**INSTRUCTIONS TO FOLLOW:**
Each line, starting at the one with "Target: bed" and running to the end of the data below, is to be set down again exactly, both ends included; leave pictures out.

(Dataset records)
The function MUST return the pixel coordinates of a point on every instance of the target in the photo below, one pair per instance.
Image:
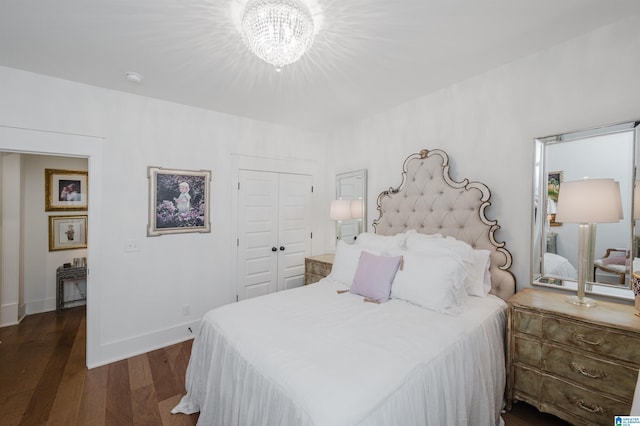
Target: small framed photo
(65, 190)
(178, 201)
(554, 180)
(67, 232)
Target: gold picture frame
(554, 180)
(65, 190)
(67, 232)
(178, 201)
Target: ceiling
(368, 55)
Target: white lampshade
(552, 206)
(636, 201)
(357, 209)
(589, 201)
(340, 210)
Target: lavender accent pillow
(374, 276)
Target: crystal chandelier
(277, 31)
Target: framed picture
(554, 179)
(67, 232)
(178, 201)
(65, 190)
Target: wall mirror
(351, 190)
(599, 153)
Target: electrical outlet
(132, 245)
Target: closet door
(257, 233)
(274, 232)
(294, 233)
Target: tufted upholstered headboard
(430, 202)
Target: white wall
(487, 124)
(39, 263)
(136, 299)
(11, 284)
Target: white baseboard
(9, 314)
(137, 345)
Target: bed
(430, 351)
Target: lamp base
(581, 301)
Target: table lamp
(588, 202)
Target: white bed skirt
(458, 378)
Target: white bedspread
(309, 356)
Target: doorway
(33, 141)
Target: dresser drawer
(528, 351)
(584, 406)
(597, 340)
(596, 374)
(527, 322)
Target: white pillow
(432, 280)
(478, 280)
(370, 241)
(420, 242)
(345, 262)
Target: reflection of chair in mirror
(615, 261)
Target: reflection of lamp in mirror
(552, 209)
(357, 209)
(587, 202)
(340, 210)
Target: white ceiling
(368, 56)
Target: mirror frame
(361, 223)
(539, 237)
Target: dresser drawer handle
(595, 409)
(593, 374)
(581, 338)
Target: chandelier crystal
(277, 31)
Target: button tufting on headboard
(429, 201)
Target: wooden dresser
(317, 267)
(579, 364)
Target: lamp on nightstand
(588, 202)
(340, 210)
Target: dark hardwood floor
(44, 381)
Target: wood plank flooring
(44, 381)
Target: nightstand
(579, 364)
(317, 267)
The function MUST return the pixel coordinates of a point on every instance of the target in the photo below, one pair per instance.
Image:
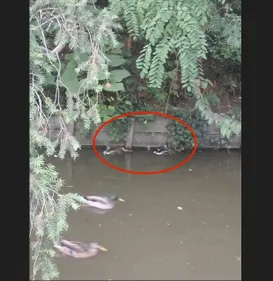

**RESPONSE FOR THIS EXERCISE:**
Target: bed
(430, 351)
Target: lamp base
(581, 301)
Target: table lamp
(588, 202)
Target: white bed skirt
(458, 378)
Target: white bedspread
(309, 356)
Target: doorway
(33, 141)
Target: dresser drawer
(528, 351)
(584, 406)
(597, 340)
(596, 374)
(527, 322)
Target: white pillow
(432, 280)
(478, 280)
(370, 241)
(420, 242)
(345, 262)
Target: reflection of chair in mirror
(615, 261)
Target: reflection of lamp in mirror
(552, 209)
(357, 209)
(587, 202)
(340, 210)
Target: white ceiling
(368, 56)
Target: mirror frame
(361, 223)
(539, 237)
Target: dresser drawer handle
(595, 409)
(593, 374)
(581, 338)
Target: chandelier crystal
(277, 31)
Target: button tufting on headboard
(429, 201)
Target: wooden dresser
(317, 267)
(579, 364)
Target: lamp on nightstand
(588, 202)
(340, 210)
Target: dark hardwood floor
(44, 381)
Target: wood plank flooring
(44, 381)
Target: nightstand
(579, 364)
(317, 267)
The function MUST return the pixel coordinates of a point on every instance of the target in the photo below, one pair per instance.
Image:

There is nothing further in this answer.